=== REQUIRED TASK ===
Copy out all the data, word for word.

=== DATA SUPPLIED ===
========================================

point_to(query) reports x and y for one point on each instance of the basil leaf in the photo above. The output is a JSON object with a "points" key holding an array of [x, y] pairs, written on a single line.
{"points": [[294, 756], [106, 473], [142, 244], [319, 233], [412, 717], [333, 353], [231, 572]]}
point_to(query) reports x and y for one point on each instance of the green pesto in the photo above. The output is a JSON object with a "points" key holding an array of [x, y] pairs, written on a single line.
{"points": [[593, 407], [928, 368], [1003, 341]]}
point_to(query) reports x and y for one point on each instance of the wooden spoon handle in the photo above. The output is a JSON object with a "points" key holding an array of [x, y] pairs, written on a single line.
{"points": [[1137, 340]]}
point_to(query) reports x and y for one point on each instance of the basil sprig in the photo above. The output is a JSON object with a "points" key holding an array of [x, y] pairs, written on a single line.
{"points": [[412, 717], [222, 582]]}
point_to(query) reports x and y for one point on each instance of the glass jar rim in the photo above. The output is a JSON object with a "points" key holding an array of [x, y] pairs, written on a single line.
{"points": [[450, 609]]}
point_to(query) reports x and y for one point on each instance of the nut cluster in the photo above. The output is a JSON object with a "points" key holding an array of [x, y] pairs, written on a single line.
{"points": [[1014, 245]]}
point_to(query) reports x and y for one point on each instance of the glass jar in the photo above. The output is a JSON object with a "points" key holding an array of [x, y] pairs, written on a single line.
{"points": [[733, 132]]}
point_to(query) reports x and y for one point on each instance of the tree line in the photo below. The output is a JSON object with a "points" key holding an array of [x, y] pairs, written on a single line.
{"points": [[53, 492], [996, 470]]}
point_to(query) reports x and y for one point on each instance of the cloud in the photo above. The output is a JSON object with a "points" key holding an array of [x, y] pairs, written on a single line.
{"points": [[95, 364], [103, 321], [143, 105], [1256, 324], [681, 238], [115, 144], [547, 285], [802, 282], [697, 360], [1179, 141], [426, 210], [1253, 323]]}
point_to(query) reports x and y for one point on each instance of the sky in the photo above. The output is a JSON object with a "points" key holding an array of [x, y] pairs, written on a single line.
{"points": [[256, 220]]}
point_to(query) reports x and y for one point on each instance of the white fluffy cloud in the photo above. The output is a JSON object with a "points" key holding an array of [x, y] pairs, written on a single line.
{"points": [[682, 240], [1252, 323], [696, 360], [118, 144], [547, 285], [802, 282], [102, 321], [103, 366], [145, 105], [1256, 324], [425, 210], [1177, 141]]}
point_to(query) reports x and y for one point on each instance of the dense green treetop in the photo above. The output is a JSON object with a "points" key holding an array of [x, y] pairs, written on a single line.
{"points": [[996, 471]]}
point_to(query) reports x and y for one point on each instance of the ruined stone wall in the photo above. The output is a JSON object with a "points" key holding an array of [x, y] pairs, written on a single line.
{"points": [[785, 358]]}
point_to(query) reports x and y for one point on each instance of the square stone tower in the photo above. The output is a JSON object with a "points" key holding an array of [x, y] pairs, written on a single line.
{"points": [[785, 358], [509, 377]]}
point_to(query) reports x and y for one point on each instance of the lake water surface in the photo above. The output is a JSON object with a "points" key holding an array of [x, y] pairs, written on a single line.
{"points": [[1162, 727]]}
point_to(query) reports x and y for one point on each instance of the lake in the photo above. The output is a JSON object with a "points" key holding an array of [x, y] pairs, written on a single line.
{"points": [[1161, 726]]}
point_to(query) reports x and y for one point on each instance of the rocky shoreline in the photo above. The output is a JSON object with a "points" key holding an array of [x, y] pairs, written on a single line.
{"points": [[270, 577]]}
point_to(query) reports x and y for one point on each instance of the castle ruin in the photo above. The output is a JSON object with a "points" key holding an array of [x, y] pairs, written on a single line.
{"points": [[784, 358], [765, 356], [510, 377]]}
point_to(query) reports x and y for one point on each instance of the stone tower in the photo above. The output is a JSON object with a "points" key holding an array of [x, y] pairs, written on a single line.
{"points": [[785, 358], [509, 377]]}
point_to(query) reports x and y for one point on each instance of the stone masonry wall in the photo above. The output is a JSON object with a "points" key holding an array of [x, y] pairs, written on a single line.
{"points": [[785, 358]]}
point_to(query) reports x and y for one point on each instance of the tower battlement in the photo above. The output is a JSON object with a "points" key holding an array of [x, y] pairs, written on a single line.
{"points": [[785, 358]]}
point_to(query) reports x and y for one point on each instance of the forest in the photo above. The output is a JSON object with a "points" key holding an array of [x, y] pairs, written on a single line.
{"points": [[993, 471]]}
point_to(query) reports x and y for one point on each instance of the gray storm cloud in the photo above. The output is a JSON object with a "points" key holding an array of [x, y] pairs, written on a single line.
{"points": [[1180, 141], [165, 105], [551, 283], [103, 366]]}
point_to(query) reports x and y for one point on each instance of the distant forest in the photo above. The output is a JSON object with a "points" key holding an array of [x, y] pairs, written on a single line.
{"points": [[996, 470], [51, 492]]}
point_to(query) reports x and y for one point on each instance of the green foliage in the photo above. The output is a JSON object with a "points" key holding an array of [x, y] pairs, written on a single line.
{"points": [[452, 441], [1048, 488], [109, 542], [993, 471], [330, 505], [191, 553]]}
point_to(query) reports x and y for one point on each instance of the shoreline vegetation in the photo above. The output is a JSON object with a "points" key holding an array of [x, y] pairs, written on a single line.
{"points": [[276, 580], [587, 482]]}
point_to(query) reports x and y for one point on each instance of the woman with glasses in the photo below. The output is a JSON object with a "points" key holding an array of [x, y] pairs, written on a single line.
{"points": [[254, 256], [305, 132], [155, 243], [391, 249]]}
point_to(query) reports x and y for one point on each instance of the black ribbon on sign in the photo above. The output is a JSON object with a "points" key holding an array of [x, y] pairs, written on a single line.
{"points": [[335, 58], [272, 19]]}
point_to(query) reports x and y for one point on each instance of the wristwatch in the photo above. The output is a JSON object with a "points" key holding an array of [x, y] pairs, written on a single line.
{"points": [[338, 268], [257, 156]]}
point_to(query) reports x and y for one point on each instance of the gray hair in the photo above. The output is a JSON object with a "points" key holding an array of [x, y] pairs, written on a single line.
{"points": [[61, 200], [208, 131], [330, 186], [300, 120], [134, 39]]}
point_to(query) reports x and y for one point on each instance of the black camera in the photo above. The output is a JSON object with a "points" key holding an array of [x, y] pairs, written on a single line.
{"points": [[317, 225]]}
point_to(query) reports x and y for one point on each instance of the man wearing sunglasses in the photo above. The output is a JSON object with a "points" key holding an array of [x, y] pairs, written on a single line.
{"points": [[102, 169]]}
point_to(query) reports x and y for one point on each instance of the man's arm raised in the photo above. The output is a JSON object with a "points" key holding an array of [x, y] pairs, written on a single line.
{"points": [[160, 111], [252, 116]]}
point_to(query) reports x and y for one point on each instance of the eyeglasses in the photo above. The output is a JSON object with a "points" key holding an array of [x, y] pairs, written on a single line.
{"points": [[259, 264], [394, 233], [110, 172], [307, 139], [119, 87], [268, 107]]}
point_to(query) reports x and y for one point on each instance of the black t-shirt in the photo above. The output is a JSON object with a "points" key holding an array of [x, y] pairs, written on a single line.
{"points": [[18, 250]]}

========================================

=== FINISHED EXERCISE ===
point_to(query) reports x and y for one point on each instance of the basil leaf in the photo above. The output is a JSON object with a "points" key holding an array of [x, y] pairs, written on a single line.
{"points": [[294, 756], [106, 473], [142, 244], [319, 233], [412, 717], [333, 353], [231, 572]]}
point_to(query) reports x and y for one point on each instance of the green pesto in the photo above. The output is a JSON object with a "points" key holding an array of [x, y] pairs, written on a single line.
{"points": [[593, 407], [928, 368], [1003, 341]]}
point_to(query) reports x and y for one point on each instance of the wooden spoon handle in the photo above. The output is a JSON object with a "points" key holding an array of [x, y] pairs, written on a single line.
{"points": [[1137, 340]]}
point_to(query) reports x and y for one point on each instance of the basil sprig in the photo above. The output is a JSON object with a "points" key holding an array of [x, y] pairs, written on a single line.
{"points": [[412, 717], [222, 582]]}
point_to(query) reports x and y for one point on each instance of the glass jar rim in the photo above. The output is a JSON object with a "points" key holding an array of [x, y] pairs, written on a single line.
{"points": [[450, 609]]}
point_to(query) reports x and y for one point on each instance of the nut cluster in the photo above. The output is a JSON object with a "points" key holding an array of [x, y] pairs, written on a single line.
{"points": [[1014, 245]]}
point_to(query) reports x and y for one point on each instance of the glass jar in the photo above. The output is a JSON object with a "points" key holding an array of [x, y] pairs, written on a single line.
{"points": [[733, 132]]}
point_to(query) reports x and y for one point on each instance of the tree line in the photo below. The output is a JSON object with a "points" key holding an array of [x, y] pairs, written on a single line.
{"points": [[53, 492], [996, 470]]}
point_to(query) reports x and y for one point on each instance of the cloud in the photo above. The output is a JSON object with a "points" key holding an array of [x, y] pairs, written on a single line.
{"points": [[95, 364], [103, 321], [143, 105], [1256, 324], [681, 238], [115, 144], [547, 285], [802, 282], [697, 360], [1179, 141], [426, 210], [1253, 323]]}
point_to(query) reports x and y for one point on each instance of the sky in the photo above. The output is a JSON object with a "points" key holding an array of [x, y] pairs, written on a single line.
{"points": [[256, 220]]}
point_to(query) reports x and y for one point on each instance of the white fluffy cloud in the photo above. The output is a JSON object with a "points" key holding an array of [x, y] pairs, written on a single line.
{"points": [[682, 240], [1252, 323], [696, 360], [118, 144], [547, 285], [802, 282], [102, 321], [103, 366], [145, 105], [1256, 324], [425, 210], [1177, 141]]}
point_to(query) reports x and y for one point on each instance of the dense green treetop in the photo above. The output is a JSON object with a "points" key holding an array of [x, y] pairs, written on a single line.
{"points": [[996, 471]]}
point_to(query) reports x and y for one point on each instance of the ruined stone wall in the photo above. The output is a JSON object with a "points" key holding an array of [x, y] pairs, written on a single line.
{"points": [[785, 358]]}
point_to(query) reports x and y for one point on each instance of the square stone tower in the photo above. The output is a JSON object with a "points" key holding an array of [x, y] pairs, written on a single line.
{"points": [[785, 358], [509, 377]]}
point_to(query) reports x and y for one point on each instance of the lake water surface in the photo above. The output is a JSON object with a "points" key holding an array of [x, y] pairs, written on a single line.
{"points": [[1162, 727]]}
point_to(query) reports x and y for one point on each instance of the lake in the photo above. The output is a JSON object with a "points" key holding an array of [x, y] pairs, written on a single line.
{"points": [[1161, 726]]}
point_to(query) reports x and y for one point on each instance of the rocky shoreline in the photo above. The output is a JSON object with a "points" key holding an array of [x, y] pairs, written on a single line.
{"points": [[270, 577]]}
point_to(query) reports x and y for one point on each instance of the castle ruin in the photo above. The output is a JSON object with a "points" key holding an array of [x, y] pairs, written on a single line.
{"points": [[784, 358], [765, 356], [510, 377]]}
point_to(query) reports x and y for one point on each instance of the stone tower in the photo above. The output is a JSON object with a "points" key holding an array of [x, y] pairs, written on a single line.
{"points": [[785, 358], [509, 377]]}
point_to(query) reports x and y for one point on each instance of the stone masonry wall in the photo above. The output is a JSON object with a "points" key holding an array of [x, y] pairs, written on a single line.
{"points": [[785, 358]]}
point_to(query) reports x and y for one point on each instance of the tower battlement in the photo above. The output is a JSON object with a "points" key holding an array of [x, y] pairs, written on a single line.
{"points": [[785, 358]]}
point_to(query) reports x and y for one point on each instance of the forest in the photo above. The output is a JSON object with a "points" key holding an array of [x, y] pairs, written on a single line.
{"points": [[993, 471]]}
point_to(query) reports x and y for one point on each instance of the gray storm cloud in the photo above. The output is a JSON object with a "points" key holding an array of [x, y] pairs, written on a single line.
{"points": [[1180, 141], [165, 105], [551, 283], [103, 366]]}
point_to(query) reports x and y for one point on each instance of the distant forest in the photo above. The output is a JSON object with a "points" key holding an array of [x, y] pairs, written on a single line.
{"points": [[996, 470], [51, 492]]}
point_to(query) reports x and y for one point on each instance of the green foliage in the photo above. The output is a JSON object with a "points" key holding an array of [x, y] pairs, written on a single line.
{"points": [[452, 441], [1048, 488], [109, 542], [993, 471], [330, 505], [191, 553]]}
point_to(query) reports x and y for one point on each instance of the shoreline vegetation in the photo above. The output is a JSON object with a "points" key holding an array of [x, y] pairs, written on a single line.
{"points": [[276, 580], [587, 482]]}
point_to(query) reports x and y for one point on each instance of the woman with glasses in the photo below. The output is a JSON object with a "points" key holding an array of [x, y] pairs, written on a single line.
{"points": [[254, 256], [305, 132], [155, 243], [391, 249]]}
point_to(query) reports x and y for one point on each instance of the black ribbon on sign in the photo above. The output is a JSON object with a "points" key holding an array of [x, y] pairs, written on a single line.
{"points": [[335, 58], [272, 19]]}
point_to(query) reports x and y for one point on each instance of the wristwatch in the photo above. The output is a JSON object with a "points" key holding an array of [x, y] pairs, written on a single line.
{"points": [[338, 268], [257, 156]]}
point_to(query) reports x and y for one point on each instance of the gray hair in the photo above. The output is a JSON object with a "points" key holding an array of [x, y] pairs, written on a single line.
{"points": [[61, 200], [208, 131], [330, 186], [300, 120], [134, 39]]}
point_to(query) reports x and y for one point on each instance of the black camera in the photo above. The output is a JSON object with a "points" key holding an array of [x, y] pairs, written on a single line.
{"points": [[317, 225]]}
point_to(query) reports x and y for one point on each instance of the man wearing sunglasses in the photo above. The output is a JSON object with a "points" key holding an array of [x, y] pairs, written on a single line.
{"points": [[102, 169]]}
point_to(query) reports x and y for one point on each instance of the man's arm raised in the photo above. The output is a JSON object with a "points" key holding an array of [x, y] pairs, written on a single line.
{"points": [[160, 111], [252, 116]]}
point_to(query) reports x and y for one point on each instance of the eyeglasses in the photo above. The output is a JSON object with a "points" key holding an array of [x, y] pairs, written on a single line.
{"points": [[259, 264], [394, 233], [110, 172], [307, 139], [119, 87], [268, 107]]}
point_to(query) reports x and y for one point on each instance of the black t-shirt in the photo above. The output is a JSON object with a "points" key holding an array of [x, y] pairs, written on a single line.
{"points": [[18, 250]]}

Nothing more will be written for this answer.